TO DO: Please collect every row below that contains the word "front" and copy each one out in full. Case counts, so only rows with a case-sensitive match belong.

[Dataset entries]
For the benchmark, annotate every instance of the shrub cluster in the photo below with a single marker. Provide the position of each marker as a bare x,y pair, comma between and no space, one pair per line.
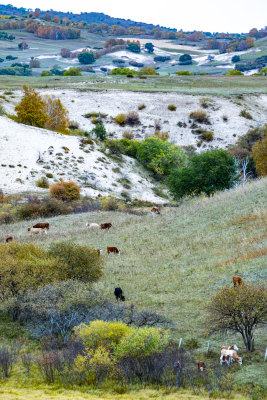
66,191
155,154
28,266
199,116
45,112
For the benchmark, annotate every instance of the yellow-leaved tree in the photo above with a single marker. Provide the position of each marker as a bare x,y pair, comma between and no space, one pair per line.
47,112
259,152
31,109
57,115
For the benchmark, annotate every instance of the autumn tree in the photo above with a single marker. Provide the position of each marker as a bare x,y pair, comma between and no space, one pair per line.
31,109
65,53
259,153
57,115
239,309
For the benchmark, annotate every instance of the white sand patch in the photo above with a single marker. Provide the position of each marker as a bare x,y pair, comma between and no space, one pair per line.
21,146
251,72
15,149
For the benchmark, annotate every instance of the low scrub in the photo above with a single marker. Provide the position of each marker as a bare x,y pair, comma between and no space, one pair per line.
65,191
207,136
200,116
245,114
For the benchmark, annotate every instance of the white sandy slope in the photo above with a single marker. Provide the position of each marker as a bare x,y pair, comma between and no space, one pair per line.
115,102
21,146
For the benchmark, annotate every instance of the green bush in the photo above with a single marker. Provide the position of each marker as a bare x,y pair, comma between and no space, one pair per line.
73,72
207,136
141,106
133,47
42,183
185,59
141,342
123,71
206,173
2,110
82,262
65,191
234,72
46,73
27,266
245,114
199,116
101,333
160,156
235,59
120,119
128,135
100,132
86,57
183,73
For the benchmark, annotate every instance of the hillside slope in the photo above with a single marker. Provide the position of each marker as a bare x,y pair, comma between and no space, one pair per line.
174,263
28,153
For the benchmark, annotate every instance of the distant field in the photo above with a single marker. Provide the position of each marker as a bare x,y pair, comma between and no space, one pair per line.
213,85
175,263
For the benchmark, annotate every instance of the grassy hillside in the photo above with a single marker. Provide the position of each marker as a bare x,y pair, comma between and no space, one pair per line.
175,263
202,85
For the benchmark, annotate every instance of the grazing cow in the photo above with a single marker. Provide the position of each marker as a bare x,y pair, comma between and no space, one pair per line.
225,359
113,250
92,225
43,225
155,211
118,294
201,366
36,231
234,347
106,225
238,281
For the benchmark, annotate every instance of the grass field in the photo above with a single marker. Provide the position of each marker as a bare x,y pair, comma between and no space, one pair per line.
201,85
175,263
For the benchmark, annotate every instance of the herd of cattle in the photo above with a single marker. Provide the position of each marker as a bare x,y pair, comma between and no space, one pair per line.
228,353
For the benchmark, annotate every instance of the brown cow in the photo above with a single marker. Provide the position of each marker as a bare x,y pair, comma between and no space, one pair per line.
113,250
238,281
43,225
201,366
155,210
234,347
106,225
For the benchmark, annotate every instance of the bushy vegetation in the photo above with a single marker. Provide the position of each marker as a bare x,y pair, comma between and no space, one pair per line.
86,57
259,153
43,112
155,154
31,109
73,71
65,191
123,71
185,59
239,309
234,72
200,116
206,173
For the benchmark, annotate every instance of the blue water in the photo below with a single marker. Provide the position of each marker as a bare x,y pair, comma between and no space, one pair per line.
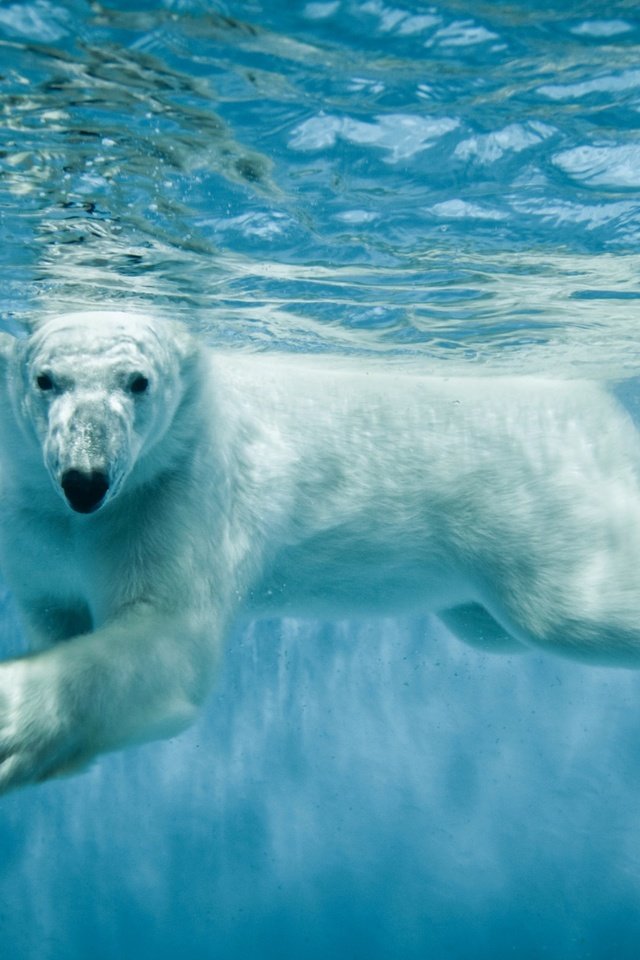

==

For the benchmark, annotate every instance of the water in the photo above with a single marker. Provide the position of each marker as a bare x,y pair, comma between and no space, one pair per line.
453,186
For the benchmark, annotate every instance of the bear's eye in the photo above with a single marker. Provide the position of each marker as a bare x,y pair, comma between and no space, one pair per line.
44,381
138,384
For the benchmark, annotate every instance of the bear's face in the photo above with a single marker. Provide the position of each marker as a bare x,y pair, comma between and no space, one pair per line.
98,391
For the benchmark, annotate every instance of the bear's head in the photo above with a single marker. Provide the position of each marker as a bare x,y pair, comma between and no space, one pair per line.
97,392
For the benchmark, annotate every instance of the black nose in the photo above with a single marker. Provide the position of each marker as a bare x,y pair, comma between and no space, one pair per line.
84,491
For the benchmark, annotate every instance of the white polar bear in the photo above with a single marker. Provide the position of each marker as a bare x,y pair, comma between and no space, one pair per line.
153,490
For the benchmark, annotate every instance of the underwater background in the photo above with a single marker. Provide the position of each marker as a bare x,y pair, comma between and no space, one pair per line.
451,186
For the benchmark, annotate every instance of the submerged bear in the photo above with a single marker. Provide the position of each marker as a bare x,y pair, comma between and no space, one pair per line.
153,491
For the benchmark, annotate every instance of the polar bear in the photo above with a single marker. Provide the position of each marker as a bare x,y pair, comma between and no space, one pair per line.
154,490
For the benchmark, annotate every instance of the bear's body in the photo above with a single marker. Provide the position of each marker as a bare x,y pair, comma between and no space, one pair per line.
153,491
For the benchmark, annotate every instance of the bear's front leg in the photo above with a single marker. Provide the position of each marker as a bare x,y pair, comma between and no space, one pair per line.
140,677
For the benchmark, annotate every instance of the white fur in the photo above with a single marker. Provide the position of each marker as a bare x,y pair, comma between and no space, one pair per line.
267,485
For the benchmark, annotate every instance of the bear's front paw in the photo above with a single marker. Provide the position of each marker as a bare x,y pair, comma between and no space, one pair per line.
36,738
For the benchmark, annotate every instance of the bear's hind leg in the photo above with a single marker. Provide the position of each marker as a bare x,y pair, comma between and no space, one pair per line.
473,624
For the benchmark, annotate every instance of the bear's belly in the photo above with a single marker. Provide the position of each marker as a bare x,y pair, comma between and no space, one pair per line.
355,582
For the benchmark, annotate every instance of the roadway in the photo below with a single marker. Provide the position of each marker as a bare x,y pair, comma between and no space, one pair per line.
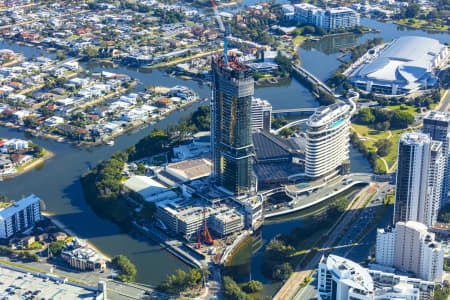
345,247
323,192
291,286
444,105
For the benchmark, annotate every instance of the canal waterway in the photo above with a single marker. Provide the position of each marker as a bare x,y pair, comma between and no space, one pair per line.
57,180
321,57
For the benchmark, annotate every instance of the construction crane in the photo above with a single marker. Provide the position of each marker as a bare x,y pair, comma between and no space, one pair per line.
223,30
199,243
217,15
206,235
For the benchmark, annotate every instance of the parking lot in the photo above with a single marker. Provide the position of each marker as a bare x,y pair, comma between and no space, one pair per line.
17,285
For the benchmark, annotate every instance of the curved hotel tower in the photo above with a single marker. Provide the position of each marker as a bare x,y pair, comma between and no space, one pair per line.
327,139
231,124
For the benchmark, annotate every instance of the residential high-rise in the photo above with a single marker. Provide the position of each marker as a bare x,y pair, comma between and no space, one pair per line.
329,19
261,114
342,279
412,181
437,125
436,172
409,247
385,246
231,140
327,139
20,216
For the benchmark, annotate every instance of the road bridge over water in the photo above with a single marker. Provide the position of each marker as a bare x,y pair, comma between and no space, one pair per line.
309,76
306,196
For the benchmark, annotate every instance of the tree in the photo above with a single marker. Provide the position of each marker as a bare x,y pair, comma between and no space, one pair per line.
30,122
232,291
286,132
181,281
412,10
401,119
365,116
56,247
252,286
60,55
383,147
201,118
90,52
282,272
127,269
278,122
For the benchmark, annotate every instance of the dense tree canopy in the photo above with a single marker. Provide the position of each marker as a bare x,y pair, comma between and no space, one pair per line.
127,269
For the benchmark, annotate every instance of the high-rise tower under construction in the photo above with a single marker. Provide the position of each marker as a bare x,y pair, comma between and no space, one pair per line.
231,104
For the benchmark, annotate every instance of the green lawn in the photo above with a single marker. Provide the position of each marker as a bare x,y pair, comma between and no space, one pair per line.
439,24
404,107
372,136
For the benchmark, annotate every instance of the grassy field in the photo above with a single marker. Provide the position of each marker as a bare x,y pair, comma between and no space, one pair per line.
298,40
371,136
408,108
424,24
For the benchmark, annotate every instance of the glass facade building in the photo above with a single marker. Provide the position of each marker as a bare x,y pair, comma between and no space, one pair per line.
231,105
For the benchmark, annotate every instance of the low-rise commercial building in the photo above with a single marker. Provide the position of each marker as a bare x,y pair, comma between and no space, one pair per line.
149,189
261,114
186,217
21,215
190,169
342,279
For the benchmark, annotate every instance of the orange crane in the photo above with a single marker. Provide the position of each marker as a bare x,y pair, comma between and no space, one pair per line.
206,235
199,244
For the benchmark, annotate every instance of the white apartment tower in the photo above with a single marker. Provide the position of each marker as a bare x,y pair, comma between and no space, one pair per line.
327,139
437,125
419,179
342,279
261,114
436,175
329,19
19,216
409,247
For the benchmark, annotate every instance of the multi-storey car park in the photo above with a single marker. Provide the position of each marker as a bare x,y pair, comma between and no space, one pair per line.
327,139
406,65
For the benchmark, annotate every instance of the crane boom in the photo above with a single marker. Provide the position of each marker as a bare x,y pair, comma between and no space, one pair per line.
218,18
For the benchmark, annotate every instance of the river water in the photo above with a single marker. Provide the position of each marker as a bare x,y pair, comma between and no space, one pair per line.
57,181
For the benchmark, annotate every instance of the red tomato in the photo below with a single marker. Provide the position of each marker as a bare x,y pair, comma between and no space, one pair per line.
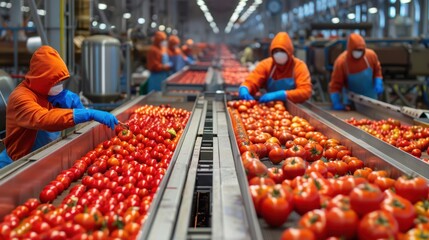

RESPONSE:
For the benchmark, annotate every instance of the bear's front leg in the photo above with a single marker. Provide the position of each marker as a bare x,y pair, comma between and no space, one pair per line.
For the benchmark, annotate every instance of the bear's front paw in the photo above with a single marker. Provide the position of each marker as a bare x,y pair, comma between and no space, one pair per line.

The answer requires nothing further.